#### Records shown

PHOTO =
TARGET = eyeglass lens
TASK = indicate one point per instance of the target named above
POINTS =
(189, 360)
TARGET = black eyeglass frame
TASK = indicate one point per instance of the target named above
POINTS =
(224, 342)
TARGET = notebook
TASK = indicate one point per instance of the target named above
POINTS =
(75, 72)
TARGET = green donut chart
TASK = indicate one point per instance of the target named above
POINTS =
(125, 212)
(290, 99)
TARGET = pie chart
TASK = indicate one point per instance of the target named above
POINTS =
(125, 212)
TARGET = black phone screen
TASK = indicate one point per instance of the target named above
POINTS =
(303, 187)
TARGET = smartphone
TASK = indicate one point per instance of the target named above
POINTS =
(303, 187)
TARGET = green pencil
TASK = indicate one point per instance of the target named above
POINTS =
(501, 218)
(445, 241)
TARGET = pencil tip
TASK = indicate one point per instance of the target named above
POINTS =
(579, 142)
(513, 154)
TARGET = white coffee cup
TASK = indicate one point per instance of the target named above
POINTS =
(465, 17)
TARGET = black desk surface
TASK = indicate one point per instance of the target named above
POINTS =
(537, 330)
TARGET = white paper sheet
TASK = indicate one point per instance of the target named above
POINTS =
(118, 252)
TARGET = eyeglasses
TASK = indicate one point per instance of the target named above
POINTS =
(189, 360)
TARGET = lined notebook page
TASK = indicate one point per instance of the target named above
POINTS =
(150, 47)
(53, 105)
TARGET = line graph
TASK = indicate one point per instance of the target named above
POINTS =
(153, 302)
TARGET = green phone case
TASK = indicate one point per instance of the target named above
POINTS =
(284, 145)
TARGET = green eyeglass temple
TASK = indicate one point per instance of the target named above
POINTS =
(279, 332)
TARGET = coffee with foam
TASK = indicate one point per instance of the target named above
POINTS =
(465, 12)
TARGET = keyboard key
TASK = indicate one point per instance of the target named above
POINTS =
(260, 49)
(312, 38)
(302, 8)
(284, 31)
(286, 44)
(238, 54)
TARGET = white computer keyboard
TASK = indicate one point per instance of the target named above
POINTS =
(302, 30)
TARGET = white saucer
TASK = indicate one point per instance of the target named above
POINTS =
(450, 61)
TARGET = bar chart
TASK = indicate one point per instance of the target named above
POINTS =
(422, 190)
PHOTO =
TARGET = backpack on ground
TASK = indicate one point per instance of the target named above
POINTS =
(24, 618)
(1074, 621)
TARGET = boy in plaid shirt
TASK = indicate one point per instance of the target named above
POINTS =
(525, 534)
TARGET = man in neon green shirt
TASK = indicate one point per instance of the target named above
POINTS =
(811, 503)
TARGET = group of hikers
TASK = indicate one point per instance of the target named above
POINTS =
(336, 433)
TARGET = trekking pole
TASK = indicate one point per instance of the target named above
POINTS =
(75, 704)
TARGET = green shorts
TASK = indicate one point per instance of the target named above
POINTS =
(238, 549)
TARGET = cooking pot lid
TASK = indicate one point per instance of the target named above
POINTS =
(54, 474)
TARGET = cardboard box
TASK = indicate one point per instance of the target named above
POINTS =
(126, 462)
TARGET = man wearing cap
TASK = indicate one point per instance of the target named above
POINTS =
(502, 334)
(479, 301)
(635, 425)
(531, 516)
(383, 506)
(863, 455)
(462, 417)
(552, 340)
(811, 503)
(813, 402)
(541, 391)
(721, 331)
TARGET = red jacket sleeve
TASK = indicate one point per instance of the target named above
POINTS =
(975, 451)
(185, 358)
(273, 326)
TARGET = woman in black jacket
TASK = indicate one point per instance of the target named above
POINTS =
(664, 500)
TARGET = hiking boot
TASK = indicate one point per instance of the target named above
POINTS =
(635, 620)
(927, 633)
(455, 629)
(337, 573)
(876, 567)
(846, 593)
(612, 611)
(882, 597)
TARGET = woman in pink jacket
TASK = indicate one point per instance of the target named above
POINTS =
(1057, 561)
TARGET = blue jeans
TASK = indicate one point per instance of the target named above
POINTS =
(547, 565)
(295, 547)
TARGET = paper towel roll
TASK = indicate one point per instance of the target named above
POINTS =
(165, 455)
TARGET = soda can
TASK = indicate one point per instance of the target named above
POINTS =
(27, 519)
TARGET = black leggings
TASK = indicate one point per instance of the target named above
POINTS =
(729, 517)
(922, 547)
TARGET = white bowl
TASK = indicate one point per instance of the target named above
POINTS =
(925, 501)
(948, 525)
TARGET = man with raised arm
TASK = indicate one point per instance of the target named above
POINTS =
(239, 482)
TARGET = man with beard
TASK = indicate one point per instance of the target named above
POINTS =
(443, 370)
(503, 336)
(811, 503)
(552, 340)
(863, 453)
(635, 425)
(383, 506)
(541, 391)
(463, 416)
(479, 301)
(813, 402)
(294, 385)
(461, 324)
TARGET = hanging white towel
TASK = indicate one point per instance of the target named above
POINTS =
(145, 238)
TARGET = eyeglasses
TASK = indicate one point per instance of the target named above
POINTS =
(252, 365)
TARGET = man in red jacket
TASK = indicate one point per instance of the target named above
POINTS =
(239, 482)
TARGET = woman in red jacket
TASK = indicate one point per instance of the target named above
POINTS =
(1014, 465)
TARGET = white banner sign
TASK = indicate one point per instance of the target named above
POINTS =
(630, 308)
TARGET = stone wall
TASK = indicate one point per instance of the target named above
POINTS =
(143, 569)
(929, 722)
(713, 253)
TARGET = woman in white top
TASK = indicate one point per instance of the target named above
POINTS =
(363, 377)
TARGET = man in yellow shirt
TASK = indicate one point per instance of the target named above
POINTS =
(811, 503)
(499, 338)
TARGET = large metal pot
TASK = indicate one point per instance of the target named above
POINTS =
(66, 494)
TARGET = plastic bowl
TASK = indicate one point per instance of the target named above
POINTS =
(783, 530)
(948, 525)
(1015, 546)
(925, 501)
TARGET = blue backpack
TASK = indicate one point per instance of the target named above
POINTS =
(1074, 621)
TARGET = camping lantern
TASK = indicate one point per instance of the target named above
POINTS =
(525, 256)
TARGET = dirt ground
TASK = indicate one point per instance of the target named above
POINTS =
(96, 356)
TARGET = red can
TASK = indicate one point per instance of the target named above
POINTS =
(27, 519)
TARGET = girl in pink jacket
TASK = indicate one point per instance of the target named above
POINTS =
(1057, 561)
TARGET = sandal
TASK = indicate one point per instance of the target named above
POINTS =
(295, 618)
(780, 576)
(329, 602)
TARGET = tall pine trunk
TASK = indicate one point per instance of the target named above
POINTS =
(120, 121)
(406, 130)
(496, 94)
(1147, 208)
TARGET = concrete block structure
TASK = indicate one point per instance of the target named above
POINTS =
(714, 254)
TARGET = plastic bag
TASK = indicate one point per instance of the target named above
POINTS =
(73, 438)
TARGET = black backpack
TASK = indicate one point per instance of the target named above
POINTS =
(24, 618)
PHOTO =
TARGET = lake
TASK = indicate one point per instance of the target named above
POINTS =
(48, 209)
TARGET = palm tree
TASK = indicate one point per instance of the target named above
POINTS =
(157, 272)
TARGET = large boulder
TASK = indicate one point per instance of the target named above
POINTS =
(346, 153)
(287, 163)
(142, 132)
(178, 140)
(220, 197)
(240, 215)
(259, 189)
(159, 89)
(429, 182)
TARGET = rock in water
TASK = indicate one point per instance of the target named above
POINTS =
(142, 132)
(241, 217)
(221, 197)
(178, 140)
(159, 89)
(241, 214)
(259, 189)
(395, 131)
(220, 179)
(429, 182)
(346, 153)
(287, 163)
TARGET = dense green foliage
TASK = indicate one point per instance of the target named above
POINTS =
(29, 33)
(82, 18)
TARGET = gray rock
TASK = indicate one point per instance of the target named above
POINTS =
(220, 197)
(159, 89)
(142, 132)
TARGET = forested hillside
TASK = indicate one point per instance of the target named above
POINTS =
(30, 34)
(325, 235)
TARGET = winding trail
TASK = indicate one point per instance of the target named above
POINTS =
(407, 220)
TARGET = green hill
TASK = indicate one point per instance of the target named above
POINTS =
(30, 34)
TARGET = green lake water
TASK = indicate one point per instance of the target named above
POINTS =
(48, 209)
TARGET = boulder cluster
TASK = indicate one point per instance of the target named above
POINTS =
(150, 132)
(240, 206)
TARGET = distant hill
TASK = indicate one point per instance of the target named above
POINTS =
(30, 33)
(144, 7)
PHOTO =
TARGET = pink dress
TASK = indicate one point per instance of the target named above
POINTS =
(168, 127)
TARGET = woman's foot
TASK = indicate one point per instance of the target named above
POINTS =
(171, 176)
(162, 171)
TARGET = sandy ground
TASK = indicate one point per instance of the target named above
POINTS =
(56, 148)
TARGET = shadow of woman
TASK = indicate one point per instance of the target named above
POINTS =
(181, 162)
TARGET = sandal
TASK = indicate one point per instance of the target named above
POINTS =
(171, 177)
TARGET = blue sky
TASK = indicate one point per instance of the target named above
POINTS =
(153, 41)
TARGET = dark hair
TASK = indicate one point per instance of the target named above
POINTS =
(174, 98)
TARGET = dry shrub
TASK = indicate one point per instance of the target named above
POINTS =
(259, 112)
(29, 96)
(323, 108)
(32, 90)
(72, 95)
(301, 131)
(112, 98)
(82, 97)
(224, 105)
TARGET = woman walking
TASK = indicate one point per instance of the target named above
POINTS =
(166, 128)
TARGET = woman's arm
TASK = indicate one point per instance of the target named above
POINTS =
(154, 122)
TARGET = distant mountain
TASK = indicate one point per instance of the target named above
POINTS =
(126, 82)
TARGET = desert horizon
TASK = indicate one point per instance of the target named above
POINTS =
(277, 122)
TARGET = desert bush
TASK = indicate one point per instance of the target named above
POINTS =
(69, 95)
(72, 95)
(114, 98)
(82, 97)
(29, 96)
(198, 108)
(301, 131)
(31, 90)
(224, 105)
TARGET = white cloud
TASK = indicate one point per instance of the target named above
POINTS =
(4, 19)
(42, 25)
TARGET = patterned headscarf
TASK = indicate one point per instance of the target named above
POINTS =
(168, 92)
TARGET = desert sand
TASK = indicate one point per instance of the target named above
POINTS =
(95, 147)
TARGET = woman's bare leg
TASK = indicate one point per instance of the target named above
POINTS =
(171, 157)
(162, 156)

########

— Goal —
Starting at the line that contains "TARGET = patterned headscarf" and ending at the end of the records, arrange those records as a two-column CSV with columns named text and answer. Give one row per record, each value in its own quoted field with line breaks turned into spaces.

— Correct response —
text,answer
"TARGET = patterned headscarf TASK = indicate one point per instance of the target named above POINTS =","(168, 92)"
"TARGET = desert sand TASK = indicate one point per instance of the target named above POINTS =","(95, 147)"
"TARGET = woman's bare leg TASK = indicate one point per instance of the target named above POINTS =","(171, 157) (162, 156)"